Everything in the listing below must be reproduced exactly, apart from its images.
Start of Provided entries
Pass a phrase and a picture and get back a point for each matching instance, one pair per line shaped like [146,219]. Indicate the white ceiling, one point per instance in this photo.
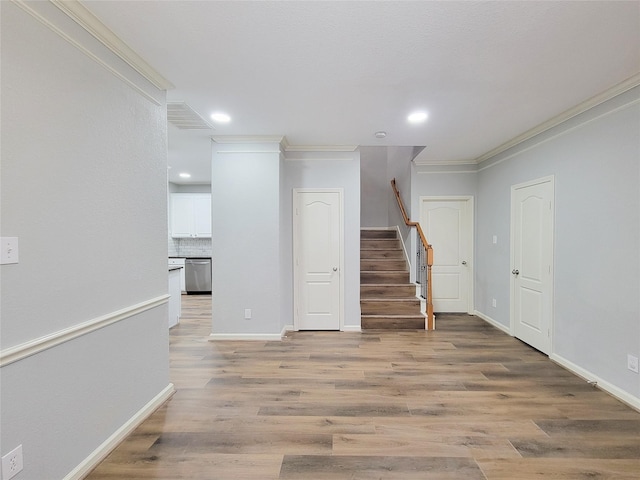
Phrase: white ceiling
[334,73]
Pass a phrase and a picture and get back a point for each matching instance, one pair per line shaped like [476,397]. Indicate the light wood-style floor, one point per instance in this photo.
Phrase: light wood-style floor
[463,402]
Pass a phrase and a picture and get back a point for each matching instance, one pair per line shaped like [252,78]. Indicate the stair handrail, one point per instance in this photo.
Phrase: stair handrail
[428,250]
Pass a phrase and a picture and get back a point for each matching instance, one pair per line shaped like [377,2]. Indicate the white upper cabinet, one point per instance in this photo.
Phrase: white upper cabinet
[191,215]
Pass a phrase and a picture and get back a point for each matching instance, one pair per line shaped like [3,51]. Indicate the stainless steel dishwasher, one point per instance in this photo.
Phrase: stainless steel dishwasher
[197,275]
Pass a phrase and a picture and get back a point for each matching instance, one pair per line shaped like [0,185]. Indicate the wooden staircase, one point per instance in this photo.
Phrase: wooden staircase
[387,297]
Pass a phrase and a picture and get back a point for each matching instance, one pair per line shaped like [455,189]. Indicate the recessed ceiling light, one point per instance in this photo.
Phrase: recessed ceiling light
[417,117]
[220,117]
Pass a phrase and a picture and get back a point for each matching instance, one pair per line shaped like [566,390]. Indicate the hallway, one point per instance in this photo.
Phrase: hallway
[463,402]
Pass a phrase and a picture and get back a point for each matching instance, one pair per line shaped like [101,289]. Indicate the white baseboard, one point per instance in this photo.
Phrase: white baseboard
[119,435]
[492,322]
[625,397]
[270,337]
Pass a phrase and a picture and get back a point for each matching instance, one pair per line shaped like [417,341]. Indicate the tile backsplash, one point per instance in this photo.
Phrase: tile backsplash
[189,247]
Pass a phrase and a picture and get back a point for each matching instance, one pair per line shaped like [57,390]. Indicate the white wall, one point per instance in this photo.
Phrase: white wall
[83,186]
[327,170]
[246,252]
[252,185]
[374,187]
[595,160]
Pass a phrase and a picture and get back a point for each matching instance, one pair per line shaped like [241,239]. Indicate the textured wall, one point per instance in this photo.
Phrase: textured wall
[83,186]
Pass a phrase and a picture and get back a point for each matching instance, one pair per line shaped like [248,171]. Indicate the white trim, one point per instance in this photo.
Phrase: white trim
[87,20]
[33,347]
[296,241]
[285,329]
[611,389]
[470,205]
[120,434]
[404,249]
[582,107]
[493,322]
[83,49]
[320,148]
[427,163]
[352,328]
[431,172]
[214,337]
[240,139]
[512,286]
[564,131]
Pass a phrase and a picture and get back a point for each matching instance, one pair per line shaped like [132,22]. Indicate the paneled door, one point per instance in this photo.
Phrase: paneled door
[448,225]
[318,259]
[532,262]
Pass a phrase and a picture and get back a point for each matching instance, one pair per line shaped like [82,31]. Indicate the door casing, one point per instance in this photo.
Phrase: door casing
[469,241]
[547,267]
[298,193]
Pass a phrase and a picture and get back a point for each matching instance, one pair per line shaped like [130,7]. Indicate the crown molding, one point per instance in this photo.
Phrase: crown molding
[426,163]
[594,101]
[321,148]
[80,14]
[238,139]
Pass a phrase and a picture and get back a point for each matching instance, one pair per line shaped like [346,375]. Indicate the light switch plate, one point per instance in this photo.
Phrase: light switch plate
[8,250]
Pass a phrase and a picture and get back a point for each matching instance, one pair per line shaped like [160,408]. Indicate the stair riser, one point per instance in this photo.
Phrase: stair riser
[405,307]
[387,291]
[384,277]
[393,323]
[378,234]
[382,265]
[384,244]
[381,254]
End of Provided entries
Expected answer:
Pass a phrase and a picture and get back a point for each matching instance, one pair per line shaped like [146,219]. Indicate the white ceiling, one point per instance in this photo.
Phrase: white ceiling
[334,73]
Pass a phrase and a picture and get back a point for each matching instance, one pair per line shaped like [476,397]. Indicate the light wood-style floor, one point per instance in this photo.
Phrase: light wood-style floor
[463,402]
Pass a phrase and a picture and get back a point for each matching instance, one pair per line shaped like [252,78]. Indicate the stair handrail, one point per instance in this photo.
Phrase: stair handrail
[428,250]
Pass a phrase and a picture and get back a point for each matching instance, one pair per line shaped like [377,2]. Indicate the white upper cabinet, one point per instance in this photo.
Phrase: white upper cabinet
[191,215]
Pass a phrase and a picture and get back a point for each matching instance, one pair per line shaped like [3,51]. Indicate the stainless steel dishwasher, one point per instance in this photo.
Phrase: stainless steel dishwasher
[197,275]
Pass a phrase and a picture and get back a point for each matching instance, one pair per line shaped like [0,185]. Indicate the wooden staircase, one point per instance in this photo.
Phrase: wooden staircase
[387,297]
Pass a phrase and a picture and get back a point for each matching instance, one pair per line shaped like [455,189]. Indicate the recessed ceiling light, one point per instance in this photo.
Phrase: recessed ceiling light
[417,117]
[220,117]
Pass a phrase and a picture and get back a point for each matching instance, one pair per line shaped like [566,390]. Indicate the hallway, one point per instance in this photo.
Phrase: hallway
[463,402]
Pass a phrase and a picture and get back a point for each matching instance, one pair per line shaped like [101,289]. Indicate the white baseboard, one point per instance in this photo.
Phrase: white baseboard
[119,435]
[492,322]
[625,397]
[270,337]
Pass a phrase and a picture and get back a point for each matching instance, one pair per line shaped like [417,341]. Indicate the tile backsplash, one point per instance in this photo.
Phrase: tile backsplash
[189,247]
Pass a phrase and a picture and get back a point for each matching instance, one pair per line shaped like [57,390]. Indicate the white wall, one point per instance in this photo.
Phrase: white wall
[83,186]
[327,170]
[246,252]
[252,185]
[374,187]
[595,160]
Pass a phrase and a picture and get back a point for each matching instance, one pair per line shaped like [241,239]. Indicate the textured wall, one point per instance in this photo.
Phrase: textured wall
[83,186]
Pass a phrase and a picture and get back a point for each matching instance, one pair per line shaped like [248,171]. Indicate the white trim, one point per instance in this photo.
Phrase: white trim
[87,20]
[33,347]
[296,241]
[285,329]
[611,389]
[470,205]
[120,434]
[404,249]
[582,107]
[493,322]
[83,49]
[320,148]
[427,163]
[352,328]
[431,172]
[214,337]
[240,139]
[512,286]
[564,131]
Pass a phrase and a picture and get back a point for each matching instance, one pair per line shaped like [132,22]. Indicate the paneled door, one point per instance in this photo.
Phrase: paneled door
[448,225]
[318,259]
[532,262]
Pass a phrase and a picture and get back a point for each matching instance, one pair per line shaped like [82,31]. Indicate the door casing, one point per instance in this photo.
Phrase: door casing
[469,241]
[547,267]
[298,193]
Pass a phrase and a picture and get back a point for each matching instance, one pair per line shaped like [130,7]. Indicate the crown molding, one point per instance in this photo.
Phrase: crown molding
[426,163]
[594,101]
[321,148]
[80,14]
[238,139]
Pass a phrase and a picture and get back a point for each matching instance, one pair per line shaped like [346,375]. Indicate the light switch plate, one point per instance in this photo.
Phrase: light switch plate
[8,250]
Pass a phrase and a picture and get back a point for each matching instance, one pair per line shaped like [160,408]. Indicate the stair riser, one point per instance in this photo.
Phrase: stair riser
[405,307]
[387,291]
[384,277]
[393,323]
[378,234]
[382,265]
[384,244]
[381,254]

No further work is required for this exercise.